EXERCISE AIM
All lines from the start of the listing below through the line containing "59L249 65L252 57L248" are to be written out again exactly, and no others.

☆ ☆ ☆

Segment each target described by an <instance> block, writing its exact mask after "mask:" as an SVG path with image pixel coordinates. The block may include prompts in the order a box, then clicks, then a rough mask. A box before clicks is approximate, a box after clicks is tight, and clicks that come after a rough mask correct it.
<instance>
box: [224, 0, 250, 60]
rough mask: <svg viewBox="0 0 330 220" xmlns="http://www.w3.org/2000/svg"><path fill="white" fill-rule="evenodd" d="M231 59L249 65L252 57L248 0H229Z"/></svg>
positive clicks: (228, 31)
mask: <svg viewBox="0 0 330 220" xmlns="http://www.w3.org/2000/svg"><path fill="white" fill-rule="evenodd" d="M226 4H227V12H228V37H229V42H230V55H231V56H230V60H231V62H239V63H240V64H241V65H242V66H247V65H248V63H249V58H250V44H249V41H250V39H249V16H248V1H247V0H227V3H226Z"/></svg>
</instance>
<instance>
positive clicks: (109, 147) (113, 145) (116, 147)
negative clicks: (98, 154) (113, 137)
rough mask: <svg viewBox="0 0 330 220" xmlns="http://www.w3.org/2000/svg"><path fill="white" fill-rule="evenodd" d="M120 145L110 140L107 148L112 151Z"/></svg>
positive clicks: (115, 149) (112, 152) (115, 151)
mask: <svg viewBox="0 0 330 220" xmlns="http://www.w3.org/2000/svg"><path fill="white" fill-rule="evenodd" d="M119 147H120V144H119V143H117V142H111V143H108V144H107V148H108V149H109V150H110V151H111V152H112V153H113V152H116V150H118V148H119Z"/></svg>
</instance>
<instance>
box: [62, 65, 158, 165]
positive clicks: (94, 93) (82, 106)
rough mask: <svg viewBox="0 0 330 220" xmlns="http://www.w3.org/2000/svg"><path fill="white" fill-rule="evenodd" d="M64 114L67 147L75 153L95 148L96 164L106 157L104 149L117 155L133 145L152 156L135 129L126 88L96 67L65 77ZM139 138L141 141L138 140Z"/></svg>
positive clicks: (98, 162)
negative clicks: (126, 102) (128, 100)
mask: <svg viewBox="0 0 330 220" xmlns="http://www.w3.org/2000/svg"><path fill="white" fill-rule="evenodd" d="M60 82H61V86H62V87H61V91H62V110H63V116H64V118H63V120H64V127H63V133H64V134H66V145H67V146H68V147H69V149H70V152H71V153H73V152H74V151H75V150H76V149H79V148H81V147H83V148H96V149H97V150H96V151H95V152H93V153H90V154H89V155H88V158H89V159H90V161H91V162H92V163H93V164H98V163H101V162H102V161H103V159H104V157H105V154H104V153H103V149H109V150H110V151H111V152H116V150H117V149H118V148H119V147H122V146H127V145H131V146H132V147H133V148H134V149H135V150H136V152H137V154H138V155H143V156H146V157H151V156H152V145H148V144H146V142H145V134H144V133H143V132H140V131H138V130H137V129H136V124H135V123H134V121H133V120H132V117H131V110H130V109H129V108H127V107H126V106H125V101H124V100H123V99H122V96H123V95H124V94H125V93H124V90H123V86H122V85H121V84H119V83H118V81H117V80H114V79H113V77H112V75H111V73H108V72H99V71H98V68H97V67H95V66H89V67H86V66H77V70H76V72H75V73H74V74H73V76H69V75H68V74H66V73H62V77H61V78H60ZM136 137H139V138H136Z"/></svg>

☆ ☆ ☆

ANSWER TO THIS TASK
Segment each target described by an <instance> block, writing its exact mask after "mask:" as an SVG path with image pixel coordinates. The block may include prompts in the order a box, then clicks, then a rough mask. A box before clicks is approximate, a box after clicks is tight, and clicks that come after a rough mask correct it.
<instance>
box: [224, 0, 250, 60]
rough mask: <svg viewBox="0 0 330 220" xmlns="http://www.w3.org/2000/svg"><path fill="white" fill-rule="evenodd" d="M231 59L249 65L252 57L248 0H229Z"/></svg>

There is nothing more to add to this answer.